#### TEXTAUSZUG:
Deine Varianten funktionieren leider nicht da ich wie gesagt ein array unbestimmter läng brauche. In dieses Array fülle ich dann mit einer foreach schleife. Das ganze bezweckt in meinem Falle, dass ich eine Ganze Textdatei auslese und dabei jede Zeile der Textdatei ins Array geschrieben werden soll. das Problem besteht darin, dass diese Datei eine Variable Zeilenzahl hat, also kann ich nicht mit 
int[] myArray = {1,2,3,4,5};
initialisieren da ich hier nur die festen 5 werte eintragen kann. Main Array soll aber bis zum schluss folgendermassen aufgebaut sein:
myArray[0] = 1. Zeile der Datei
myArray[1] = 2. Zeile der Datei
myArray[2] = 3. Zeile der Datei
myArray[n] = n. Zeile der Datei
Ist sowas möglich? (Ein befehl um die anzahl Werte in einem Array zu ändern ohne den Inhhalt der vorhandenen zu verlieren würde bereits genügen!!

#### DATENÜBERSICHT:
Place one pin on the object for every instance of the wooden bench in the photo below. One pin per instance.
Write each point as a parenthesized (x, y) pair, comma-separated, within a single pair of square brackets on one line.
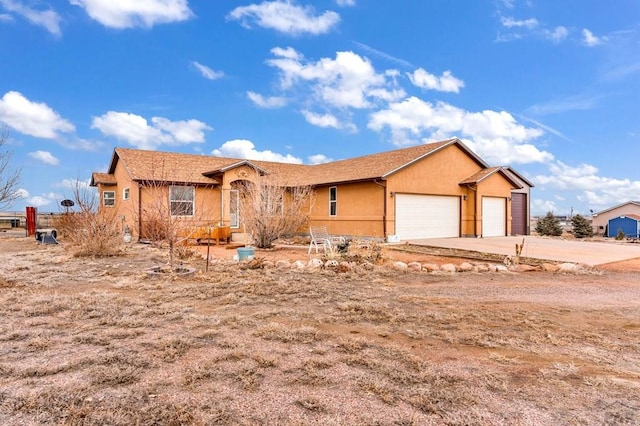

* * *

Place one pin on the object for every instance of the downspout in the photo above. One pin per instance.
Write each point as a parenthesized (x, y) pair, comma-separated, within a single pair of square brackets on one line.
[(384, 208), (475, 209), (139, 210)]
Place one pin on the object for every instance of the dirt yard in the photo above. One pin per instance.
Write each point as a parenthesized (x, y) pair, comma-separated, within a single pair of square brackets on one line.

#### AUFGABE:
Gib aus dem Textauszug über Arrays den Abschnitt von „Deine Varianten funktionieren“ bis „würde bereits genügen!!“ wortgetreu wieder.

#### LÖSUNG:
Deine Varianten funktionieren leider nicht da ich wie gesagt ein array unbestimmter läng brauche. In dieses Array fülle ich dann mit einer foreach schleife. Das ganze bezweckt in meinem Falle, dass ich eine Ganze Textdatei auslese und dabei jede Zeile der Textdatei ins Array geschrieben werden soll. das Problem besteht darin, dass diese Datei eine Variable Zeilenzahl hat, also kann ich nicht mit 
int[] myArray = {1,2,3,4,5};
initialisieren da ich hier nur die festen 5 werte eintragen kann. Main Array soll aber bis zum schluss folgendermassen aufgebaut sein:
myArray[0] = 1. Zeile der Datei
myArray[1] = 2. Zeile der Datei
myArray[2] = 3. Zeile der Datei
myArray[n] = n. Zeile der Datei
Ist sowas möglich? (Ein befehl um die anzahl Werte in einem Array zu ändern ohne den Inhhalt der vorhandenen zu verlieren würde bereits genügen!!